- GIVEN PROBLEM -
Each line below should be retyped exactly, with no pictures.

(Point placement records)
======

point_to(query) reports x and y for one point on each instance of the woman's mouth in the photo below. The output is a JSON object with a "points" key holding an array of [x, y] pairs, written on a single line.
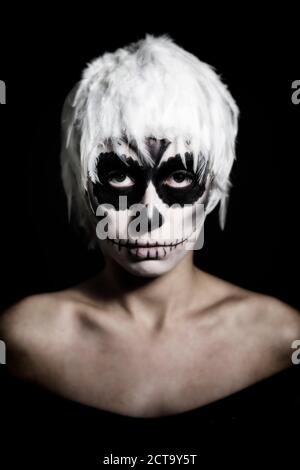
{"points": [[149, 250]]}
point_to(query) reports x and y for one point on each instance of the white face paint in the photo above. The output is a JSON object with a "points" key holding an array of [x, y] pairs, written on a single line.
{"points": [[149, 218]]}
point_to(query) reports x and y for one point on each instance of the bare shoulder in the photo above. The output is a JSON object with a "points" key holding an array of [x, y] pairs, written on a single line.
{"points": [[268, 319], [34, 327]]}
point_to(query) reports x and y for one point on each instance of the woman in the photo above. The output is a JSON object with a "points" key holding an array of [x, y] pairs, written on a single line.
{"points": [[149, 135]]}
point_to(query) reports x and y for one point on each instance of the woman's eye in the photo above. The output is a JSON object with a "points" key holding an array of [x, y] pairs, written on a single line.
{"points": [[179, 179], [118, 179]]}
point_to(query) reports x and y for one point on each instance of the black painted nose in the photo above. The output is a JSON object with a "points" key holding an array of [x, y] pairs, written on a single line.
{"points": [[155, 220]]}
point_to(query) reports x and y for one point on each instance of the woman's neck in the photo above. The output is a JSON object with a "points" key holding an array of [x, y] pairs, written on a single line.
{"points": [[151, 300]]}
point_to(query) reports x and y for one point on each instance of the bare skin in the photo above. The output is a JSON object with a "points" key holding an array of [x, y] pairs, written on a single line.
{"points": [[149, 348]]}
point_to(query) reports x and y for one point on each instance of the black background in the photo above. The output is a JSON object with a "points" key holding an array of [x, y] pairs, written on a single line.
{"points": [[42, 57], [257, 250]]}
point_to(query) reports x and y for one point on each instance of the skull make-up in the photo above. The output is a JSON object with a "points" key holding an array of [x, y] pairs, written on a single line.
{"points": [[163, 202]]}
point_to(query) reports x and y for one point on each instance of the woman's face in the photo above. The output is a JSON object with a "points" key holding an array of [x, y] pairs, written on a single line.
{"points": [[150, 217]]}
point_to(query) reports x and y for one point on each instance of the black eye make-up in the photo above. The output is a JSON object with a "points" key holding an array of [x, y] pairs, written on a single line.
{"points": [[175, 183]]}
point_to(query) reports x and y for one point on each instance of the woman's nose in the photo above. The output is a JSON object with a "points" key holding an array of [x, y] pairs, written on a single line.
{"points": [[154, 217]]}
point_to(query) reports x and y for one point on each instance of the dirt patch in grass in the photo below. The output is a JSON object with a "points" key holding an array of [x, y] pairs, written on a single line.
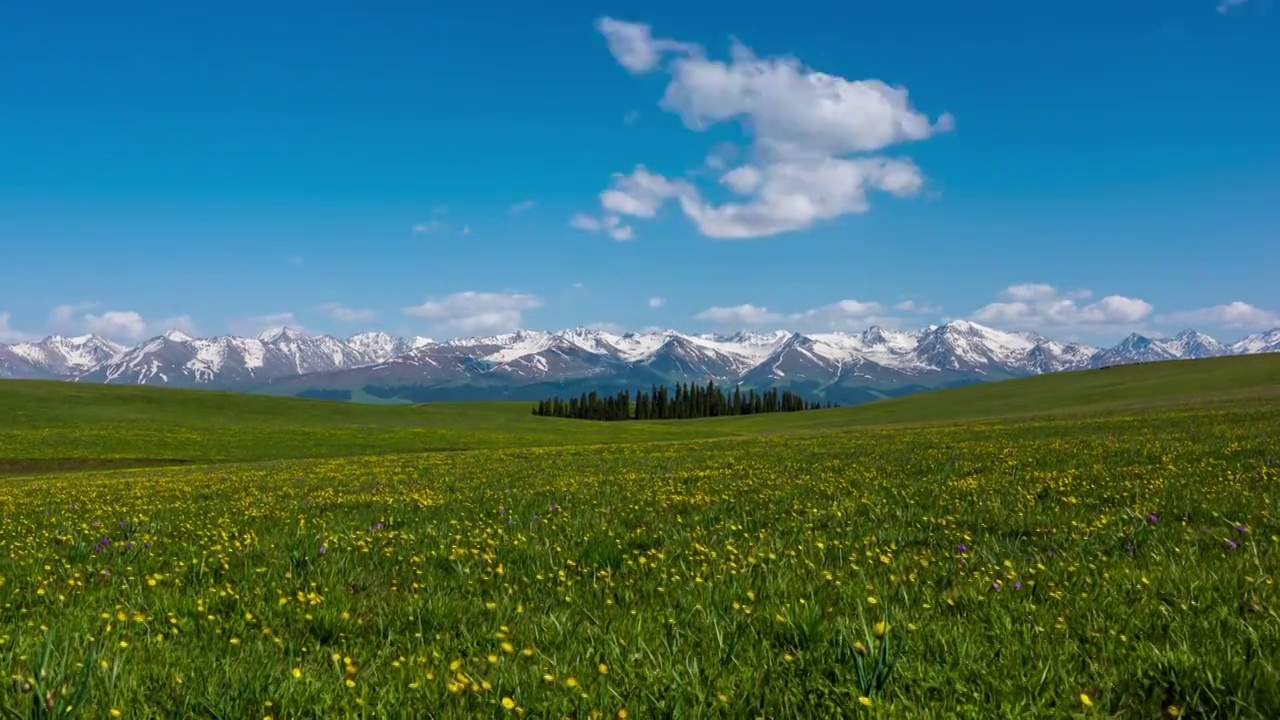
{"points": [[48, 465]]}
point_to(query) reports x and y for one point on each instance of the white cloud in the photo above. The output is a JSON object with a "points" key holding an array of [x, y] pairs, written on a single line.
{"points": [[722, 155], [256, 324], [476, 311], [611, 224], [789, 196], [113, 324], [913, 306], [343, 314], [1232, 315], [842, 315], [1031, 291], [1038, 306], [640, 194], [7, 332], [791, 109], [803, 124], [739, 315], [634, 45]]}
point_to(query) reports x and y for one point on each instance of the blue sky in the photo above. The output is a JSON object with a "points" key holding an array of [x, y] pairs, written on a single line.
{"points": [[1082, 168]]}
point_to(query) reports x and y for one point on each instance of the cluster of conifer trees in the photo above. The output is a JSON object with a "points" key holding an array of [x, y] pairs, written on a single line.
{"points": [[686, 401]]}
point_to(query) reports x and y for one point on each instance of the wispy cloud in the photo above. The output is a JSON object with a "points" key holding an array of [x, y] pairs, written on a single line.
{"points": [[476, 311], [343, 314], [810, 133], [113, 324]]}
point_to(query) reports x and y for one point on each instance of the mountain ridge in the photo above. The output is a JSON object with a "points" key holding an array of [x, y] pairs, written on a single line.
{"points": [[845, 367]]}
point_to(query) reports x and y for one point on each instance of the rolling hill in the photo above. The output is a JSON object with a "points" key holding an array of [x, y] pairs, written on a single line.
{"points": [[62, 425]]}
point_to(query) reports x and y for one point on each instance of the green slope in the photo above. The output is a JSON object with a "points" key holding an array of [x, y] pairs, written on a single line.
{"points": [[49, 425]]}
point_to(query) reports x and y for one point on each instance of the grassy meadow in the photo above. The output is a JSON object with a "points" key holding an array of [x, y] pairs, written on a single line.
{"points": [[1087, 545]]}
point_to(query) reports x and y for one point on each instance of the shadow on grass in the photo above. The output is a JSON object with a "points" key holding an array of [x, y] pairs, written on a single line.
{"points": [[49, 465]]}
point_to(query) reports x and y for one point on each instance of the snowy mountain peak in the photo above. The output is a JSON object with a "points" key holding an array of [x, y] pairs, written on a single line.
{"points": [[878, 356], [283, 333]]}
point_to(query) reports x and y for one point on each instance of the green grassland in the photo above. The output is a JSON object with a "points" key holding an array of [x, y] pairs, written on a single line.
{"points": [[48, 424], [1086, 545]]}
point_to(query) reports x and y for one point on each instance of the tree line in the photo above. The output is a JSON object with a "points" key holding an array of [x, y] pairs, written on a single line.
{"points": [[686, 401]]}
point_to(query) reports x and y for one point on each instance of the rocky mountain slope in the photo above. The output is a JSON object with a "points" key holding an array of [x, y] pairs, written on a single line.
{"points": [[530, 364]]}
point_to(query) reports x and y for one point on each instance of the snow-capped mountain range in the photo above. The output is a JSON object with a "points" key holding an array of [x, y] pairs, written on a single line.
{"points": [[528, 364]]}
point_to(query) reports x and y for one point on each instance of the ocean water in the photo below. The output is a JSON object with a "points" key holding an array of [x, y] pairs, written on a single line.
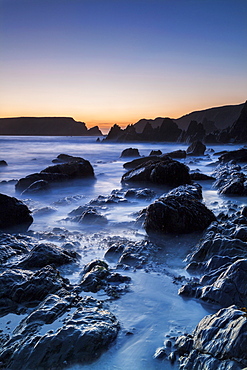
{"points": [[152, 309]]}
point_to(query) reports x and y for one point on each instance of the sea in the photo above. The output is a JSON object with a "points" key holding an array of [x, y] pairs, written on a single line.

======

- ANSWER IN FULL -
point_to(query) reports x and y for one point on each instance of the woman's mouth in the photo below. The output is a JSON object with a "points" key holding an array of [x, y] pairs, written on a single line.
{"points": [[149, 250]]}
point_to(query) reports x and y for one point on each instance of the white face paint in the photo above. The output is a JSON object with a "points" key holding an array of [x, y] pairs, written on a single line.
{"points": [[149, 218]]}
point_to(query) reports x and y for one point on each instance of the bare shoulder in the photo above. The output is a JSON object with a "points" key holding an array of [x, y] pairs, written on a single line.
{"points": [[268, 319], [34, 327]]}
point_to(query) reports x and y for one point on each instance of the woman in the photo above. The output is a JSON object with a "points" key holding an array of [x, y] pairs, written on a single line.
{"points": [[149, 135]]}
point_to(query) reports x and y for one point on each instance of the woman's eye in the photo above. The output is a JSON object with a "points" key holding an array of [x, y] pairs, written on a single line.
{"points": [[179, 179], [118, 179]]}
point_to(query) reports x and y for one point on each instance of the black painted nose in the photo above. The output is a JSON object with a "points" key holding an array of [x, y] pairs, written on a single line.
{"points": [[155, 220]]}
point_to(query) reports x and y for one point on each instance of the woman's neck in the photo above. The output is a JSON object with a "points" key holding an array of [x, y] pairs, written on a single line.
{"points": [[151, 300]]}
point_to(query) reports x and y for one point on each instance of the bare skin in the photo above. The output is a JSON object with a "points" key holding an array of [x, y] pairs, written on a single line.
{"points": [[149, 348]]}
point_to(query) reports x and y for one point on each instance of the black background in the photo above. The output is a JSON object with a "points" key holding an array of [x, y] pairs, written on a single line.
{"points": [[42, 57], [257, 250]]}
point_to(query) reports x and y for one point on each instance of the skull make-up in the photo above. The output is a JSON object with a "points" key holding an array of [x, y] pairs, written on a single line.
{"points": [[163, 202]]}
point_to(query) reports x and y for one point on each instance of the woman's face in the photo above. The output is a JSON object with a "points" key holding an array of [x, y] pairs, written on a single line.
{"points": [[150, 217]]}
point_to(query) reports x and y for one point on each instance of the black eye make-up in the photo above. The output is a JSON object with a "points" key holding an array of [x, y] pairs, written on a single line.
{"points": [[175, 183]]}
point_to(query) reports x and y for one point on each instance of the woman's nose in the photo above. The output is a JSON object with a "points" key holding an array of [x, y] pairs, written on a single line.
{"points": [[154, 217]]}
point_to(query) reports x and y for one point on each instance of the dirt patch in grass in the photo below. The output is a JSON object with a "points" key holding an array of [x, y] pairs, written on a single line.
{"points": [[48, 465]]}
point_to(query) reports x and y for one point on each instance of the white cloud in the photo above. The output is a JSON object with a "points" key holding an array of [x, y] pairs, written on a single line.
{"points": [[722, 155], [256, 324], [476, 311], [611, 224], [789, 196], [113, 324], [913, 306], [343, 314], [1232, 315], [842, 315], [1031, 291], [1038, 306], [640, 194], [7, 332], [791, 109], [803, 124], [739, 315], [634, 45]]}
point_to(query) reports x and y for one point on each instance of the blue sky in the photo above. The output is a JSON object with a "points" key holding an array of [x, y] pairs, written on a single line.
{"points": [[1082, 168]]}
point_to(query) reports x and y for one point on each instance of the cluster of conifer trees in the photo above. The output is a JSON object with a "points" key holding an array of [x, y] pairs, written on a single line.
{"points": [[686, 401]]}
point_to(query) reports x and y for one point on each instance of the wispy cloud in the photo above. The output is a JSON object with a "points" key holding an array of [x, y] pairs, written on a single line.
{"points": [[476, 311], [343, 314], [810, 133], [113, 324]]}
point_to(query) reports x and y for one point on each instance of the mountain ridge in the photo above. The output is a JSON object with a "points" key holding an array of [x, y] pairs, written on a single line.
{"points": [[845, 367]]}
point_to(query) reports x and y for one point on each instance of the rolling hill in the photo above. The output is a JSON object with a "points" key holding an array of [x, y] pairs, written on a single line.
{"points": [[62, 425]]}
point_to(query) reports x and y for one point on each instance of the green slope in the photo above. The output is a JSON object with a "points" key holding an array of [x, y] pairs, written on a single line.
{"points": [[49, 425]]}
point_to(query) reports x and y for one point on each instance of the grassy meadow in the photo above. The output is a JSON object with a "points" key holding an array of [x, y] pairs, written on a single line.
{"points": [[1087, 545]]}
point_to(query) reports x and y for one point on each instance of the shadow on grass in the photo above. The output is a JSON object with a "points" key holding an array of [x, y] pairs, written on a single line.
{"points": [[49, 465]]}
point_to(query) reports x and y for one point on each instance of the snowy mountain peak in the photo above. The output is a JSON object with a "points" key holding an array of [x, y] pairs, written on a single line.
{"points": [[878, 356], [283, 333]]}
point_to(query) reports x and y for one point on each instance of the green grassland in the photo above. The output is a JSON object with a "points" key holding an array of [x, y] pairs, written on a single line.
{"points": [[48, 424], [1086, 545]]}
point_to(query) reports x and y for one point on each instance of the tree line in the photo above. The output is a JSON object with a "points" key holding an array of [x, y] pairs, written on a single line.
{"points": [[686, 401]]}
point_to(query) reports x and y for one point on each instance of the rocky mountain slope in the photo above. The output is a JSON object with a "points" key holding an array of [x, y] pairs, written on a single line.
{"points": [[530, 364]]}
point_to(query) reports x and y for one point on each instance of the snow-capped mountain range in the photo above. The output is a JSON object with a "points" key holding an array of [x, y] pairs, written on a single line.
{"points": [[528, 364]]}
point_to(query) reports x and y for one point on each instance of the ocean water in the photo below. The output is a JSON object with a "points" key holding an array of [x, y] pairs, written on a single line.
{"points": [[152, 309]]}
point_to(query) reports x and y for one point on each instance of the sea in the photo above. The output is a JSON object with a "points" key holding an array of [x, y] pairs, written on a single line.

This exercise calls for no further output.